I thought, from your earlier comment, that you didn’t want to get dragged in to another argument on global warming? But I can oblige, if you wish. We don’t have global records that I would rely on in any degree further back than about 70 years ago (number of weather stations in Central Africa, in 1850?), so we can’t say for sure whether this is new. Even then, Phil Jones reported in his BBC interview that there were periods both in the early part of the 20th century and the later part of the 19th that matched the rate of the modern rise.
We do have local records for some places though, and these make clear that the present changes are *not* unprecedented, either in speed or magnitude. The Central England Temperature series from about 1680 to 1733 showed a rise that was longer and larger than the modern one, peaking only a fraction of a degree below the modern peak. On a local scale, which is all anybody sees anyway, changes *such as we have seen so far* are not new. (Whether the future change will be is another question. The *predictions* are far outside of recent historical bounds.)
Going further back, the Mayans collapsed when the rains failed, the southern Sahara was wet and green up until about 5400 years ago, the Holocene optimum about 8000 years ago is generally reckoned to have been warmer than the present, the Bond interstadials such as the Minoan warm period, the Roman warm period, and the Medieval warm period recur throughout history – and are correlated with the rise and fall of civilisations. (Rising when it warms and falling as it cools, of course.) These civilisations have all faced dramatic effects from climate change.
============================================================
TASKS FOR THIS EXERCISE –
1 - Copy out the stretch of the passage on past climate change from "Going further back, the" through "from climate change.".
2 - Continue the passage on past climate change, starting after its final sentence.
The listing that comes next has no connection to the passage on past climate change.

GIVEN RECORDS –
============================================================
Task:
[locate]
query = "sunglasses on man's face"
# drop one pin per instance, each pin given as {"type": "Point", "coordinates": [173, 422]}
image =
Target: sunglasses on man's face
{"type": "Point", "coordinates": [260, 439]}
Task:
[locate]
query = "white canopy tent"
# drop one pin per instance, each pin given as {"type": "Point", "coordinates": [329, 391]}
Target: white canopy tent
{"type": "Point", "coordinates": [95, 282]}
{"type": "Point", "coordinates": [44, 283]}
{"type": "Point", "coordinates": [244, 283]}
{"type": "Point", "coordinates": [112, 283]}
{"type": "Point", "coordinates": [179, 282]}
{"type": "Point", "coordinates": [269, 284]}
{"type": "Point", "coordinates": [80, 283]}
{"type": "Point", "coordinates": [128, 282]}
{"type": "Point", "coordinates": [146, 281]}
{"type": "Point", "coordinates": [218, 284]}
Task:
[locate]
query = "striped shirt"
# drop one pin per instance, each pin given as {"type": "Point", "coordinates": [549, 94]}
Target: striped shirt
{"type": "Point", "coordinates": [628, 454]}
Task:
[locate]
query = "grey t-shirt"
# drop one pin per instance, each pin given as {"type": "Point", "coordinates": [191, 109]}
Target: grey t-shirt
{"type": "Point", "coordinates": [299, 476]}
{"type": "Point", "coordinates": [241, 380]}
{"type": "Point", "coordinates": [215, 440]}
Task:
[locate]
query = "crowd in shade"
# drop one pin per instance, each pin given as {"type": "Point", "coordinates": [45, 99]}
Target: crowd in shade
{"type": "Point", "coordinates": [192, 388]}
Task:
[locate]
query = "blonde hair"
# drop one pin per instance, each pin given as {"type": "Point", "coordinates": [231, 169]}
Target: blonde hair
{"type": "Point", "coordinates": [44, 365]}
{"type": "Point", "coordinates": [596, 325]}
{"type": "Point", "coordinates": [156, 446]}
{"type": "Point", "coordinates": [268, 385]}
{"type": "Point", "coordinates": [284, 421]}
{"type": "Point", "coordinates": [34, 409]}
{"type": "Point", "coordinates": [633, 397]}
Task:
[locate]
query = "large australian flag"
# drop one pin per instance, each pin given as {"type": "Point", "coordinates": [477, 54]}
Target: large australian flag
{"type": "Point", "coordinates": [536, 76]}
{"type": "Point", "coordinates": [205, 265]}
============================================================
ANSWERS BY ITEM –
1 -
Going further back, the Mayans collapsed when the rains failed, the southern Sahara was wet and green up until about 5400 years ago, the Holocene optimum about 8000 years ago is generally reckoned to have been warmer than the present, the Bond interstadials such as the Minoan warm period, the Roman warm period, and the Medieval warm period recur throughout history – and are correlated with the rise and fall of civilisations. (Rising when it warms and falling as it cools, of course.) These civilisations have all faced dramatic effects from climate change.

2 -
Defining production as “the making of something” misses the essential economic feature, concentrating on an accidental one. I can ‘make’ garbage. I can ‘make’ CO2. I can ‘make’ toxic waste. These don’t count as economic production, though, because they’re undesired – it is the fact that people *want* the goods being made that makes it “production”. Likewise there are services people provide that don’t involve the manufacture of something tangible. From an economic point of view, these are traded and considered comparable to physical goods, there is a market in them, we expend resources on performing them. Indeed, taking in raw materials and simply *rearranging* them to produce something useful is the performance of a service – the boundary is somewhat fuzzy. The essential feature that defines their role in the economy is that they are desired. That they are physical rather than intangible makes no more difference to the economics than if they are painted white or red.
Likewise, with “using up” resources one has to be careful about how it is phrased. For material goods, the material of which they are made does not disappear when we are done with them. The resource one is talking about is often to do with their *arrangement* – concentrated or diluted, part of a working mechanism or a broken one.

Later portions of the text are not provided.